─── Dataset extract ───

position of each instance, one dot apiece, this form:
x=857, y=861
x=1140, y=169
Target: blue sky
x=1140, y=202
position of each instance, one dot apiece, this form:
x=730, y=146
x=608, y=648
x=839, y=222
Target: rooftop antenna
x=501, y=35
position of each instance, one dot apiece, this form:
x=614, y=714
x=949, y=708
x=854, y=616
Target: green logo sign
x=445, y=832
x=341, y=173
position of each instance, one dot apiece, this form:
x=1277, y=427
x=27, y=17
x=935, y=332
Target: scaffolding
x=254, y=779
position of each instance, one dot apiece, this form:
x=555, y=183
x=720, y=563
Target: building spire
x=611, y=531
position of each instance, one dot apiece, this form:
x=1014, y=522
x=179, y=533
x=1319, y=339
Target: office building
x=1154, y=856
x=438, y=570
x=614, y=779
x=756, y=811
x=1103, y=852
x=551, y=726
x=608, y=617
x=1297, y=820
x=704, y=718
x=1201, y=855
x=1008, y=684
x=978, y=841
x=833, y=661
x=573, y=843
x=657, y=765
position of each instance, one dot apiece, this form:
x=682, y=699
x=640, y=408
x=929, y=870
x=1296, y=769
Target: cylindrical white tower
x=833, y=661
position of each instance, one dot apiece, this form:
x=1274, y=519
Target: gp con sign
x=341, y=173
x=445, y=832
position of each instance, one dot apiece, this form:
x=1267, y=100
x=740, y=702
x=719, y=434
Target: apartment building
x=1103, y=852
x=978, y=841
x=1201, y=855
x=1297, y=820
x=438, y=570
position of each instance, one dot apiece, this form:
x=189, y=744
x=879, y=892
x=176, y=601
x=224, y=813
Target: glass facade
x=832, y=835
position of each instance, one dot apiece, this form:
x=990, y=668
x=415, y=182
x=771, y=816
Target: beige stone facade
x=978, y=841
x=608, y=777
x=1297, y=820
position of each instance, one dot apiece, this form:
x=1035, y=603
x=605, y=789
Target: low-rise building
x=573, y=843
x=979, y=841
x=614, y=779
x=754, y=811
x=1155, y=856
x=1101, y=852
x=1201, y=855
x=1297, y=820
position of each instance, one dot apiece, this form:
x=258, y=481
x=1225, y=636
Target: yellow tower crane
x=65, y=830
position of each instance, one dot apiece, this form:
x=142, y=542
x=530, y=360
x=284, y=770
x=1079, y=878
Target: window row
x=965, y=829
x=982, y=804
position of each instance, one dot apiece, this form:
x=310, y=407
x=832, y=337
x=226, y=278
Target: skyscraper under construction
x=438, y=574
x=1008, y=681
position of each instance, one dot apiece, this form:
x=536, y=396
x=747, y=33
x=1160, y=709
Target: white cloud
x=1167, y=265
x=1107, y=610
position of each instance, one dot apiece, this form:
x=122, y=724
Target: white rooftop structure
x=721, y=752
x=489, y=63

───

▶ [Exercise prompt] Return every line exactly.

▶ [Reply to the exercise]
position of each instance, one dot apiece, this form:
x=857, y=861
x=1140, y=169
Target: blue sky
x=1140, y=202
position of each instance, one dot apiece, this form:
x=730, y=146
x=608, y=648
x=839, y=222
Target: rooftop antenna
x=501, y=35
position of each instance, one dot apiece, this form:
x=614, y=714
x=949, y=708
x=854, y=616
Target: green logo sign
x=445, y=832
x=341, y=173
position of each instance, one dot apiece, this form:
x=1277, y=427
x=27, y=17
x=935, y=332
Target: scaffolding
x=254, y=779
position of each instance, one dot apiece, this form:
x=555, y=183
x=720, y=563
Target: building spire
x=611, y=531
position of each instance, one dot apiece, this form:
x=1014, y=522
x=179, y=533
x=1319, y=339
Target: office building
x=1154, y=856
x=438, y=570
x=614, y=779
x=756, y=811
x=1103, y=852
x=551, y=726
x=608, y=617
x=1297, y=820
x=704, y=718
x=1201, y=855
x=1008, y=684
x=978, y=841
x=833, y=661
x=573, y=843
x=657, y=765
position of each instance, one dot apiece, this form:
x=682, y=699
x=640, y=408
x=929, y=870
x=1296, y=769
Target: cylindrical white tower
x=833, y=661
position of each instance, one dot apiece, this form:
x=1274, y=519
Target: gp con sign
x=341, y=173
x=445, y=832
position of each instance, one dot apiece, this form:
x=1267, y=100
x=740, y=702
x=719, y=434
Target: apartment building
x=1103, y=852
x=978, y=841
x=1201, y=855
x=1297, y=820
x=438, y=570
position of each instance, one dot apiece, this form:
x=189, y=744
x=879, y=892
x=176, y=601
x=224, y=813
Target: glass facade
x=832, y=835
position of each instance, one dot apiece, this form:
x=990, y=668
x=415, y=182
x=771, y=816
Target: beige stone facade
x=978, y=841
x=608, y=777
x=1297, y=820
position of each instance, one dot apiece, this form:
x=1035, y=603
x=605, y=789
Target: low-rise building
x=573, y=843
x=979, y=841
x=614, y=779
x=754, y=811
x=1155, y=856
x=1101, y=852
x=1201, y=855
x=1297, y=820
position of each instance, one dot apiece, this form:
x=258, y=481
x=1225, y=636
Target: yellow tower crane
x=65, y=830
position of each instance, one dot apiece, this form:
x=142, y=542
x=530, y=360
x=284, y=770
x=1079, y=878
Target: window row
x=965, y=829
x=982, y=804
position of each instance, one dot apiece, this form:
x=310, y=407
x=832, y=337
x=226, y=278
Target: skyscraper under construction
x=438, y=574
x=1008, y=681
position of each instance, one dot apiece, this form:
x=536, y=396
x=747, y=33
x=1160, y=709
Target: white cloud
x=1167, y=265
x=1107, y=610
position of each instance, one dot apiece, this form:
x=122, y=724
Target: white rooftop structure
x=721, y=752
x=489, y=63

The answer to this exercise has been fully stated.